==== PAGE TEXT
Extracts from Chapter 11: “Story as Therapy”
STORYTELLING is a valuable device when utilised in therapy. But be aware that this is a field for specially trained counsellors and specialist psychologists. If you haven’t acquired these qualifications, don’t attempt to work in this field without specialist guidance. Untrained people can do much harm.
In the sophisticated increasingly mobile and techologically oriented world in which we live, we have less time to build and maintain personal relationships. Storytelling has become a valuable means of communication to help bridge personal gaps. People need to talk to other people, especially if they are intensively using electronic equipment during the working week. Storytelling with its personal communication qualities endows that lost sense of connection to another person.
In the past many of the old stories were not used as entertainment, but were more often considered to be healing medicines. Insights came to both the teller and the audience from the tales which usually required a spiritual groundwork to be completed prior to, and following, the telling.
Many stories evolved out of adversity to show the nobility (or weakness) of the human spirit. These stories tell of experiences which can be your own, your family’s, friends’, or the suffering of others in the immediate or global community.
Surprisingly, many of these old stories reveal special insights, truths and values, which we desperately need in today’s pressured and overstressed society. Many are `trickster’ stories showing us how change is brought about in our lives.
Stories such as ‘Psyche and Eros’ or ‘Innana’ and others, are used to rectify wrongs, teach understanding, assist in behavioural and attitude transformations, heal wounds (such as unresolved conflict and grief) and recreate lost memory.
People can be so traumatised by personal misfortunes and accidents and societal pressures that they are unable to release tensions and stresses which have built up within themselves and so they become ill. By working carefully with story we can show parallels to their predicament and, often, one of the many layers of the story will connect and suggest ways to resolve the problem.
Later, when encouraged to tell their own stories, the listeners recognise the causes of adversity in their lives and, looking from a different perspective, discover hidden solutions which help to begin the healing process. Helen often says, ‘Whatever trauma has happened in your life, you have managed to survive. Merely having survived to tell the story is important. You’re already living proof of success!’
Stories build bridges
Storytelling is very useful in bridging the gap between the cultures of the world. Although we were continually bombarded with graphic material on our television screens during the course the Vietnam war, a recent outing to see the musical ‘Miss Saigon’ gave me and others in our party a greater understanding of the Vietnamese people’s suffering. The storyline was superb and so effective. Truth was dressed up as parable and the message was received.
========
==== LISTED ENTRIES
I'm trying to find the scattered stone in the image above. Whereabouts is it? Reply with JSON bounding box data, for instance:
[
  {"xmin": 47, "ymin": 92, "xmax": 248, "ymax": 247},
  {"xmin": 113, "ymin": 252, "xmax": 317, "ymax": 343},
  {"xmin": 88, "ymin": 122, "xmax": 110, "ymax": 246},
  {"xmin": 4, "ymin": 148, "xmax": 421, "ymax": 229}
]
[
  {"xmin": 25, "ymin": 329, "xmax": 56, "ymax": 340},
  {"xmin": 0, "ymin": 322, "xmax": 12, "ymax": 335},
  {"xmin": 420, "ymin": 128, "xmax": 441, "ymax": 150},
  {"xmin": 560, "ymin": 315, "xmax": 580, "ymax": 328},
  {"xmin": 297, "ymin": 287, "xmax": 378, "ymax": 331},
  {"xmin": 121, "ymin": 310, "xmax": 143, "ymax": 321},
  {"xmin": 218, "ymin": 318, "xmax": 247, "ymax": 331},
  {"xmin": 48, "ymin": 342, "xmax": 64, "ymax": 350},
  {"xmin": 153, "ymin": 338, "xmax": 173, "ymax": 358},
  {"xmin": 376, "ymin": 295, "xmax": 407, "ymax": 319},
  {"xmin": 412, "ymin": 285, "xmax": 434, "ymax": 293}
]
========
REQUIRED WORK
Copy the passage of the storytelling-as-therapy extract between "STORYTELLING is a" and "do much harm.", inclusive.

ANSWER TO THE EXERCISE
STORYTELLING is a valuable device when utilised in therapy. But be aware that this is a field for specially trained counsellors and specialist psychologists. If you haven’t acquired these qualifications, don’t attempt to work in this field without specialist guidance. Untrained people can do much harm.